[PROBLEM STATEMENT] Count the lines below that contain the word "white", and reply with the number alone.

[MATERIAL PROVIDED]

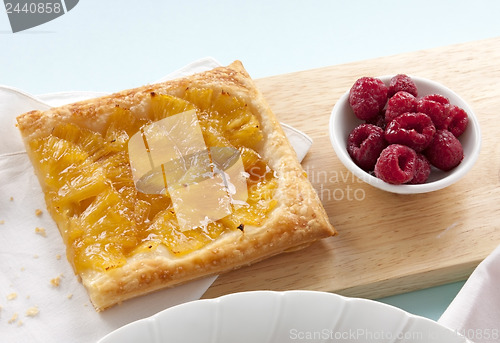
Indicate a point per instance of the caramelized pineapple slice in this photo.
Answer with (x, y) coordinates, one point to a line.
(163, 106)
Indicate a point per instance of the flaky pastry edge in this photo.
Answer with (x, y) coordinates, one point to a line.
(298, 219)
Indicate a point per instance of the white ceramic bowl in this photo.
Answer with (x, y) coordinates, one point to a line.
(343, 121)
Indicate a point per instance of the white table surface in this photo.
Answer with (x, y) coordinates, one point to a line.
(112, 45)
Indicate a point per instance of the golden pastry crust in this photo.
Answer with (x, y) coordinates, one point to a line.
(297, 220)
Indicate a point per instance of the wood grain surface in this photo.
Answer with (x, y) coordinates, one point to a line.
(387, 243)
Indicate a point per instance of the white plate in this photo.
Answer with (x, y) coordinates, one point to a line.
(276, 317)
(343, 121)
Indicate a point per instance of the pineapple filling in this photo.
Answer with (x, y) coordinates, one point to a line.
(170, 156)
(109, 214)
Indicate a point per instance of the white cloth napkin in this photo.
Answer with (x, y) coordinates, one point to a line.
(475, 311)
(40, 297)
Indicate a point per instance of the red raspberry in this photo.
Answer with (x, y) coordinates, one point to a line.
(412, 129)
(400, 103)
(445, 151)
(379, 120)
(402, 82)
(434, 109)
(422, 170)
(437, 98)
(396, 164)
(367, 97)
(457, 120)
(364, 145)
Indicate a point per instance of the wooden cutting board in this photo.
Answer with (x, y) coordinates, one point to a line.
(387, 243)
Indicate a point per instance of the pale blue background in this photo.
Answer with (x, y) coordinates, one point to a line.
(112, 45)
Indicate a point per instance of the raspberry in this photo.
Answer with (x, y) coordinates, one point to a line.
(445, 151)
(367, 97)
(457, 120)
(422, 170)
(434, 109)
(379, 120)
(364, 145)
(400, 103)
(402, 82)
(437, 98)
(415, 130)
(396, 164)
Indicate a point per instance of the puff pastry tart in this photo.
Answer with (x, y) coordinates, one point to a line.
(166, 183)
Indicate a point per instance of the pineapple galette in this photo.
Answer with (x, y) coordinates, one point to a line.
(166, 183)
---
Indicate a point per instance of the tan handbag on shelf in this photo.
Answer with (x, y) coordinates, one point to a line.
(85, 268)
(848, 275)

[FINAL RESULT] 4